#### Information shown ####

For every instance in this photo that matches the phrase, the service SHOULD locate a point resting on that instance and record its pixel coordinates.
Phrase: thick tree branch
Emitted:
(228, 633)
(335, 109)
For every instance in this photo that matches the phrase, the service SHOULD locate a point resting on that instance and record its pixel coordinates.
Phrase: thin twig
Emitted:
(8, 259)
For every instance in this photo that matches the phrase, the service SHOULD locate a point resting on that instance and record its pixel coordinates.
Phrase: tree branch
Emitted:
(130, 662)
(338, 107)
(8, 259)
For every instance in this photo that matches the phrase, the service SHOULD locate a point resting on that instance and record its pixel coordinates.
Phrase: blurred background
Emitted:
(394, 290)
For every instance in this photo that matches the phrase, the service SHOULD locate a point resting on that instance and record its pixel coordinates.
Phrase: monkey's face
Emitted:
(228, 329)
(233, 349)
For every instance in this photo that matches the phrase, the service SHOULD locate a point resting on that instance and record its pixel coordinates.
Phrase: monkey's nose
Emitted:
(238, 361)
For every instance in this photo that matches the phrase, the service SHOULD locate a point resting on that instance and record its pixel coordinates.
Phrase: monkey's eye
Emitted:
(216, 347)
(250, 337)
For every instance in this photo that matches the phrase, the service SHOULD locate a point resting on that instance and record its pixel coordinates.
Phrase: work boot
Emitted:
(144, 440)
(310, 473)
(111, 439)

####
#### Information shown ####

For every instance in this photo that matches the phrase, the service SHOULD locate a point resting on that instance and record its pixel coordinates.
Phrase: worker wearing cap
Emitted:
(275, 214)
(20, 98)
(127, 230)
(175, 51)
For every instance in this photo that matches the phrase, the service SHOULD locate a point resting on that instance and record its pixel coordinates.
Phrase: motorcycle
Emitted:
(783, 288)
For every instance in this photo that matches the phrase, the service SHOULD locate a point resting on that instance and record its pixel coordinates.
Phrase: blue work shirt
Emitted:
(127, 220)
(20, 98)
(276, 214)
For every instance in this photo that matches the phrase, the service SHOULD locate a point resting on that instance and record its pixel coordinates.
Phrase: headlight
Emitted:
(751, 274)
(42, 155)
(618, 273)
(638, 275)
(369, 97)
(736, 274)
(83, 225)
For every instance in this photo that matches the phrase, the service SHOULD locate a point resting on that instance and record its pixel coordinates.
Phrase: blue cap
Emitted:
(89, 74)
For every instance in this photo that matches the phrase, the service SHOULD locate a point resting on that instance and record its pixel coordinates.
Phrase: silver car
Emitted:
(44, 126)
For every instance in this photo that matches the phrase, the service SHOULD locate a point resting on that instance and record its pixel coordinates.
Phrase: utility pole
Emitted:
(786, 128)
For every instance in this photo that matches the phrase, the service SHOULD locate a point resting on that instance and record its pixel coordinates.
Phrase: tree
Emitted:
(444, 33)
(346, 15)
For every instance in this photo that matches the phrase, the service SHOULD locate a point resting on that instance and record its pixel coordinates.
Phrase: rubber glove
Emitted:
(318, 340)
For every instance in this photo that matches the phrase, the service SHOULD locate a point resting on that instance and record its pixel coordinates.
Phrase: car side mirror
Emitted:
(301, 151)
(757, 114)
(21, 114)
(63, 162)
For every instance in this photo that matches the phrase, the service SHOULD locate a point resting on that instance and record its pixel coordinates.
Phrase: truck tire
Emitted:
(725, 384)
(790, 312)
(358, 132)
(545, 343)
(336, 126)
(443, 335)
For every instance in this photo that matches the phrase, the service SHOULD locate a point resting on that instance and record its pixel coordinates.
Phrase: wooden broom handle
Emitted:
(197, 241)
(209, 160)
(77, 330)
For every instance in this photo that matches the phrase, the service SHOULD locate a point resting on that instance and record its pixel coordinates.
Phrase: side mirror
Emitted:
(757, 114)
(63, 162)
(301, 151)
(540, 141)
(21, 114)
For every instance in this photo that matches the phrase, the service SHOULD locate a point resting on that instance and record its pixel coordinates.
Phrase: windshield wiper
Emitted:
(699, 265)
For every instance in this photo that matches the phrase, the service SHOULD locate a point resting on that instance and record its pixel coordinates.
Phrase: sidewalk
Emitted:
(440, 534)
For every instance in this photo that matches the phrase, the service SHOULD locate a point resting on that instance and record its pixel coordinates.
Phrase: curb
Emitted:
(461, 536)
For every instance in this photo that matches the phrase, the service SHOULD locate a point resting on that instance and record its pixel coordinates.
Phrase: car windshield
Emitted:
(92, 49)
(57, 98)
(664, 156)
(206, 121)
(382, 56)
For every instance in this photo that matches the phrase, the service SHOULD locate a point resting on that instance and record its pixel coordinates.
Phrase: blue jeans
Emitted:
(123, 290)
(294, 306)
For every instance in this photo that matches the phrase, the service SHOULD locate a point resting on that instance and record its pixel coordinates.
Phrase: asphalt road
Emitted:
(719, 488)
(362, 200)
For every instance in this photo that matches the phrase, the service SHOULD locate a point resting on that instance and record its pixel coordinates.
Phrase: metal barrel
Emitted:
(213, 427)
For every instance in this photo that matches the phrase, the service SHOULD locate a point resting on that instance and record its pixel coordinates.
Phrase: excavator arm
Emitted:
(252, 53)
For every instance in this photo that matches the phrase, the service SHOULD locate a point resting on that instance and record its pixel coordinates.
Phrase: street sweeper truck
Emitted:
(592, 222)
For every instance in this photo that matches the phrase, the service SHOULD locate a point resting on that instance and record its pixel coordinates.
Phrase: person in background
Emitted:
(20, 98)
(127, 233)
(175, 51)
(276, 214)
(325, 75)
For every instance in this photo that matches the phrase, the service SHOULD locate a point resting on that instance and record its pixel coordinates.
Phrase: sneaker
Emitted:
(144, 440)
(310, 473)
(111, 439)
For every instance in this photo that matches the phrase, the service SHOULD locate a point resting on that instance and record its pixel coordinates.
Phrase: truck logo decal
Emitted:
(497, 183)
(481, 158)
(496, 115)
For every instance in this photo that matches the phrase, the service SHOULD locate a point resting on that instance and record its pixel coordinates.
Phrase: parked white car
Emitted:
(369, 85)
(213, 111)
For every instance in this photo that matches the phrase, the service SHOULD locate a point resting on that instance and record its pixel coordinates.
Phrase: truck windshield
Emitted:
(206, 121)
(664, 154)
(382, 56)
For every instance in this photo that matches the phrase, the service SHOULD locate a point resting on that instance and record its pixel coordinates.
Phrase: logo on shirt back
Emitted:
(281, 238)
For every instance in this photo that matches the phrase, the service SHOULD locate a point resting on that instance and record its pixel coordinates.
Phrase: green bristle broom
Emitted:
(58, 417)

####

§ **Exercise aim**
Working through the data above, find every line holding "shirt" and copy it.

§ **Problem solution**
Phrase: blue work shirt
Phrase: logo on shirt back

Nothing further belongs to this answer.